▶ [SUPPLIED INFORMATION]
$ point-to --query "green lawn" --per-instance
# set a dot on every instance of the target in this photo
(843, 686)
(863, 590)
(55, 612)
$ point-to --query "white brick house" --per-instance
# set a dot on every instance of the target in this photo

▶ [TASK GOAL] Swap "dot" for "mark" throughout the listing above and write out all of its lines again, leaving everything else unchanged.

▶ [SOLUTION TO THIS PROBLEM]
$ point-to --query "green lawn" --per-instance
# set a mark on every instance of the target in this photo
(843, 686)
(863, 590)
(55, 612)
$ point-to --query "white brick house" --per-instance
# set a mark on every instance of the target in this photo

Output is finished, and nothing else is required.